● **Data extracts**:
^^^^^^^^^^^^^^^^

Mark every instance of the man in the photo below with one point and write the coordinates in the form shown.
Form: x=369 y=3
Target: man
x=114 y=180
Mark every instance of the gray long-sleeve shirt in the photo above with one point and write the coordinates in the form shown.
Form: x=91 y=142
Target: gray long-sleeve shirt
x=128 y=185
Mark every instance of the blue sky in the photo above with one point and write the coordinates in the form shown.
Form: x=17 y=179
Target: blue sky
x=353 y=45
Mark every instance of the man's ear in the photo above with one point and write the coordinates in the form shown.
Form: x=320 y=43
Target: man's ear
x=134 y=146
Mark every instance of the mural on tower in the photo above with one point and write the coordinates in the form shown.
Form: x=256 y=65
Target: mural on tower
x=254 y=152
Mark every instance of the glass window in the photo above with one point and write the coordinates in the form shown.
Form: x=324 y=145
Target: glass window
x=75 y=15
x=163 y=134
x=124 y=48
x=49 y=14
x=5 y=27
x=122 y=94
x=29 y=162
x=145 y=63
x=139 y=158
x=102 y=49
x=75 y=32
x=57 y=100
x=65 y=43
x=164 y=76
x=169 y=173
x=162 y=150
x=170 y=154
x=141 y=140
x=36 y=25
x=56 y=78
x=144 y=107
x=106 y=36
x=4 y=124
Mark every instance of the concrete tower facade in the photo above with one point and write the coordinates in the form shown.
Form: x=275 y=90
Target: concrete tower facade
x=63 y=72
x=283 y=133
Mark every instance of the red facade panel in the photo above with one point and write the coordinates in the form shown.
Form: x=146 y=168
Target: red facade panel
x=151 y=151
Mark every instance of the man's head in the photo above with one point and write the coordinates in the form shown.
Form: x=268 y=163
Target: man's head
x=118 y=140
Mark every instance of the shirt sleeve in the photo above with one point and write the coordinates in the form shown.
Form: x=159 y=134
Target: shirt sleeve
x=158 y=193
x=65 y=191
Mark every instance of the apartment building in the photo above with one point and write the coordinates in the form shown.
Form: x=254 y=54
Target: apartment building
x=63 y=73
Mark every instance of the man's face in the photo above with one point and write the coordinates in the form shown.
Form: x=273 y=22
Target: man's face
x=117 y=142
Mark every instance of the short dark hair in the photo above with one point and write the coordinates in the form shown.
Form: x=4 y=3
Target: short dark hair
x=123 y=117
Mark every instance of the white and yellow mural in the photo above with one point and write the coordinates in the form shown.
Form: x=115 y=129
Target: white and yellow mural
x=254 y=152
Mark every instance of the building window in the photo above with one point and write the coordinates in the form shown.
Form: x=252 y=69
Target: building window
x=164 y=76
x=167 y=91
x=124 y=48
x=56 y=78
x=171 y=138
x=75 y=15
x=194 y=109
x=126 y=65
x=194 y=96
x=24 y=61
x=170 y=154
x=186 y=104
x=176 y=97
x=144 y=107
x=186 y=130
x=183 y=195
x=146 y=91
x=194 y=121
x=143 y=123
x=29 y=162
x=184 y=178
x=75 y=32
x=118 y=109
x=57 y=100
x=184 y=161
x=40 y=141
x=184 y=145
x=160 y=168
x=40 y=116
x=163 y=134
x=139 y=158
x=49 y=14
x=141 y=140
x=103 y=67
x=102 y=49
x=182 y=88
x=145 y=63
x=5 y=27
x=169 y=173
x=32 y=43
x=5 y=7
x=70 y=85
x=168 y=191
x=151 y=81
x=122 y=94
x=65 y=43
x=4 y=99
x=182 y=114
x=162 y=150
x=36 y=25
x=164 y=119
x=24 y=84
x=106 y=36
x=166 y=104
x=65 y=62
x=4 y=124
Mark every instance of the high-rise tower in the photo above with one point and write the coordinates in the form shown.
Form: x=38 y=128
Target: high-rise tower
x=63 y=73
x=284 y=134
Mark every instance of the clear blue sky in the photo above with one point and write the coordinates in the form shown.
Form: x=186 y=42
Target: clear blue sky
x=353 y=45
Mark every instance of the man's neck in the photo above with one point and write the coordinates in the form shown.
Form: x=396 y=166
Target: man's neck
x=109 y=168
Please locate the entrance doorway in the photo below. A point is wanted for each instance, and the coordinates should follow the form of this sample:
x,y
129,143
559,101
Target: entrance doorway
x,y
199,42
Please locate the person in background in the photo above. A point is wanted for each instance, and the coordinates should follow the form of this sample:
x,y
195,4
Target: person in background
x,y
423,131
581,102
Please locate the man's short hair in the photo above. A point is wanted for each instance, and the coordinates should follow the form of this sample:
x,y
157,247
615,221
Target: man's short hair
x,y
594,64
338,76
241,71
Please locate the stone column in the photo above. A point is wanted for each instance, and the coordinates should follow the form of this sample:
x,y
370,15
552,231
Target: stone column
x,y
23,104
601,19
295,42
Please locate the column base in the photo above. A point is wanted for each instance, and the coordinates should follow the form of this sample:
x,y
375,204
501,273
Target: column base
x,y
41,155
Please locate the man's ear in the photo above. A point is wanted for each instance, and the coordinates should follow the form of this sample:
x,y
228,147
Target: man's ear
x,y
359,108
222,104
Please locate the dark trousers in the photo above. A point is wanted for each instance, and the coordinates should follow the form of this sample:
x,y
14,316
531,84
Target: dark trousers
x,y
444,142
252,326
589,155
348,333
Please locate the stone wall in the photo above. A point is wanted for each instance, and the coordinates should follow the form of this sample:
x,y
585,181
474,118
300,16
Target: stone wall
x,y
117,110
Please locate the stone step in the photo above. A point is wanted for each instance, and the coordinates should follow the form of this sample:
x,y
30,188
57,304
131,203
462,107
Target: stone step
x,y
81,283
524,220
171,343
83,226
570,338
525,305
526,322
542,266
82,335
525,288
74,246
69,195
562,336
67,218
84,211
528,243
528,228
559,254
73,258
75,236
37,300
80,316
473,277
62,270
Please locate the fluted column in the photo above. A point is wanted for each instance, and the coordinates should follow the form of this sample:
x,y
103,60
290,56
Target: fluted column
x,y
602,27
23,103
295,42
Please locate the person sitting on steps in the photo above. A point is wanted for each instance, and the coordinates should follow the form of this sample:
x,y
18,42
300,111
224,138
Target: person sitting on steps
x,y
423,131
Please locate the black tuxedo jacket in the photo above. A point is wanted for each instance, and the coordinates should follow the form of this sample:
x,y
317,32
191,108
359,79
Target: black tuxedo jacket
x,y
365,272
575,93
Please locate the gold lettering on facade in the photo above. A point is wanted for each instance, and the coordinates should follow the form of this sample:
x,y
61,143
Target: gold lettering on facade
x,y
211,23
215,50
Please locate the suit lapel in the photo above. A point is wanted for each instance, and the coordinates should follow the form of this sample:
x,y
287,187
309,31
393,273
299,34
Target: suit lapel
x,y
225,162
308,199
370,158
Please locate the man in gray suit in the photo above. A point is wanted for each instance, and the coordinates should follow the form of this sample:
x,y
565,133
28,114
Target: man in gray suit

^^^^^^^^^^^^^^^^

● **What to do**:
Check the data line by line and report how many lines contain "below" as a word or string, giving nothing besides the number.

● **Result**:
2